Exercises>
- A) Reproduce the part of the page on Utah water-input datasets that starts at the words "SNODAS + Precipitation data" and ends after the words "UDWR Data (monthly)".
- B) Pick up the page on Utah water-input datasets after its last line and keep writing it.

Page>
Since SMAP snow melt data is ingested in three hour increments, the collection is MASSIVE. To handle this, I am exporting a daily aggregated version of the collection to an asset image collection to make future use of the data more managable and efficient. Only 3000 tasks are allowed at a time, so the export happens in two batches: 1) 2015-04-01 to 2022-12-31, and 2) 2023-01-01 to 2025-10-24 (last available SMAP date). The exported asset should already be masked to the Utah region but will need to double check.

> NOTE: The snow-melt collections should be considered depreciated as we have moved to using combined snowmelt + precipitation data, combining daily snowmelt delta_SWE data with precip data to produce more accurate monthly aggregations of water inputs

### **SNODAS + Precipitation Collections (Merged Water Inputs)**
*Depending on the value of Delta_SWE, calculation of water input varies such that `Input = Precip - Delta_SWE` for accumulation days (Delta_SWE > 0) and `Input = Precip + |Delta_SWE| * 0.9` for ablation days (Delta_SWE <= 0). The 0.9 factor accounts for sublimation losses during melt, assuming roughly 10% sublimation. The expression `Input = Precip - Delta_SWE` accounts for precipitation as rain or snow, such that there is no need to account for phase changes separately.*

SNODAS + Precipitation data sources:
- SNODAS + DAYMET (monthly)
- SNODAS + PRISM (monthly)
- SNODAS + GRIDMET (monthly) 

### **Irrigation Collection**
- Irrigation Rasters Derived From UDWR Data (monthly)
> Created by merging UDWR active and passive irrgiation water budget data for each Utah subregion (basin) and available UDWR Water Related Land Use (WRLU) shapefiles. UDWR water budget data is yearly, so assumptions were made that irrigation occurs only between april-october and the yearly values are distributed among the irrigation months and ONLY at pixels that align with WRLU data indicating locations that are irrigated. Scaling factors are applied between april-october to account for mid-summer being the peak of irrigation amounts.

### **Potential Evapotranspiration (PET) Collections**

PET data sources:
- GRIDMET (daily and monthly) **primary**
- ERA5 (daily and monthly)

Collected data>
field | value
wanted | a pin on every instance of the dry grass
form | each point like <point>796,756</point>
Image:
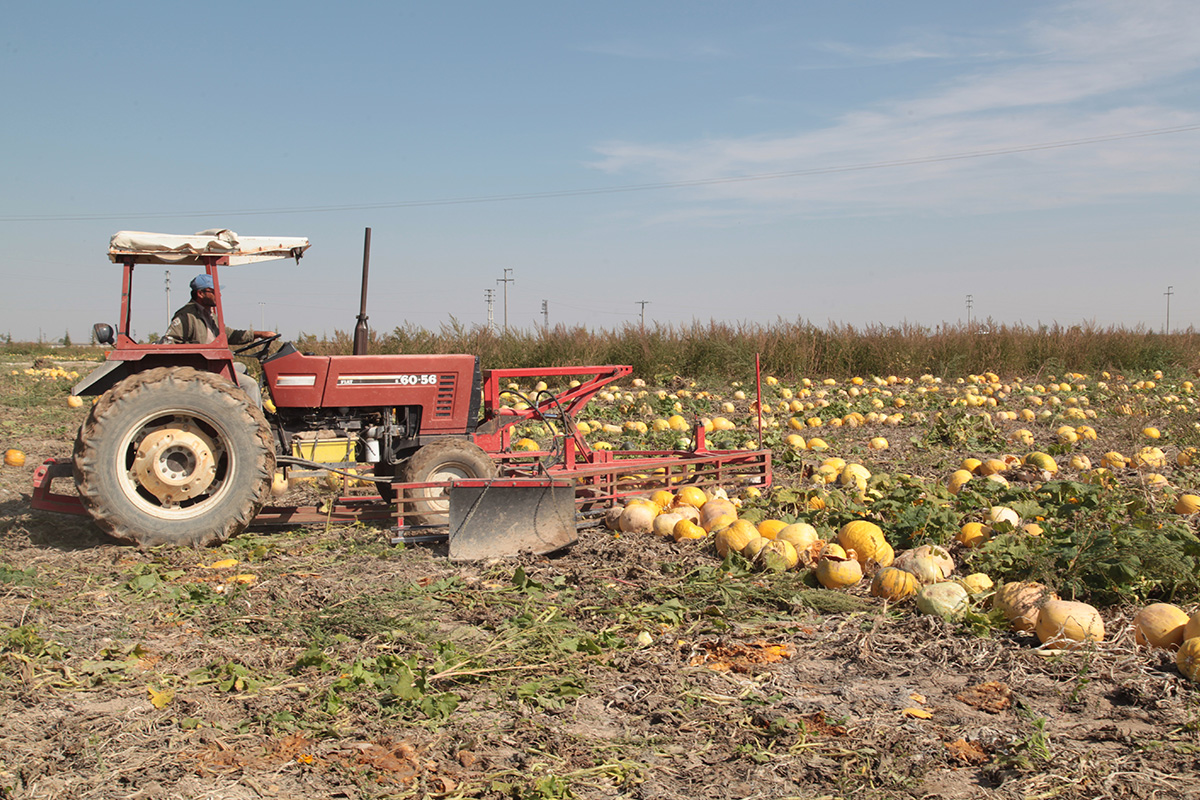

In response>
- A)
SNODAS + Precipitation data sources:
- SNODAS + DAYMET (monthly)
- SNODAS + PRISM (monthly)
- SNODAS + GRIDMET (monthly) 

### **Irrigation Collection**
- Irrigation Rasters Derived From UDWR Data (monthly)

- B)
### **Evapotranspiration (ET) Collections**

AET data sources:
- ERA5 (daily and monthly)
- MODIS (8-day and monthly)
- OpenET (monthly) **primary**
    - DisALEXI
    - Ensemble
    - PTJPL
    - SIMS
    - SSEBOP
    - EEMETRIC
    - GEESEBAL

### **Soil Moisture**

Soil moisture data sources:
- SMAP direct observations (daily and monthly)
- SMAP L4 model (daily and monthly)
- ERA5 (daily and monthly)
- GLDAS (daily and monthly)
- ECMWF (daily and monthly) **Forecast only - will only use if we do forecast models in the future**

**Instead of monthly sum aggregates, monthly soil moisture products grab the first image of each month as the starting condition**

---

Following extensive calibration and validation, the model specifically targets the following datasets for production runs:

| Parameter | Calibrated Asset Source |
| :--- | :--- |
| **Soil Thickness** | Random_Forest_Utah_Model_1km (Custom ML map derived from gNATSGO) |
| **Porosity** | POLARIS_porosity |
| **Field Capacity** | OpenLandMapFieldCap |
| **Wilting Point** | HiHydroSoilWiltPoint |
| **Geo_K (Hydraulic Cond.)** | USGS_NGMD_GeoK_Scaled_Monthly |
| **Water Inputs** | PRISM_SNODAS_combined_inputs_monthly (Intermediate Pre-calculated Asset) |
| **Irrigation** | UT_UDWR_irrigation_inputs_monthly_scaled_30m_v2 (Derived from UDWR) |
| **Actual ET (AET)** | OPEN_ET_EEMETRIC (and other OpenET ensemble members) |

---

---

### 🛠 Scripts & Modules Overview

#### Core Processing Modules (The Logic)
* **`InputCollections.py`:** The "Data Factory". Allows string-based access to complex GEE collections (PRISM, OpenET, etc.) without memorizing asset IDs. It resamples and standardizes all inputs into unified metric units (mm).
* **`helpers.py`:** Contains spatial harmonization logic (`harmonize_to_target()`). It orchestrates a robust server-side loop that matches all time-series imagery to the coarsest grid found, ensuring pixels perfectly align before math is applied.
* **`ModifiedUBM1.py`:** Contains the core `ee.Image.iterate()` logic. This is where the actual water balance math is executed pixel-by-pixel.
* **`SnowMelt.py`:** Handles the complex physics of snowpack changes, partitioning daily soil inputs based on temperature thresholds.

#### Operational Scripts (The Automation)
* **`daily_ubm_orchestrator.py`:** The main entry point. Manages the dual-branch schedule and acts as the data-sensor trigger.
* **`ubm_updater_script.py`:** Initializes Earth Engine, handles the targeted export batching, manages the zipping of input/output collections, and pushes the final UBM arrays to your GEE asset folder.
* **`generate_ubm_inputs_for_update.py`:** Helper script that wraps the Data Factory modules to pre-process the model-ready input collection before passing it to the math functions.

#### Post-Processing Scripts
* **`ubm_zonal_stats_script_resume_safe.py`:** Script that loops through ROI's and exports zonal statistics tables to designated folders. Adapted to safeuly handle computation interruptions and resume where exports left off.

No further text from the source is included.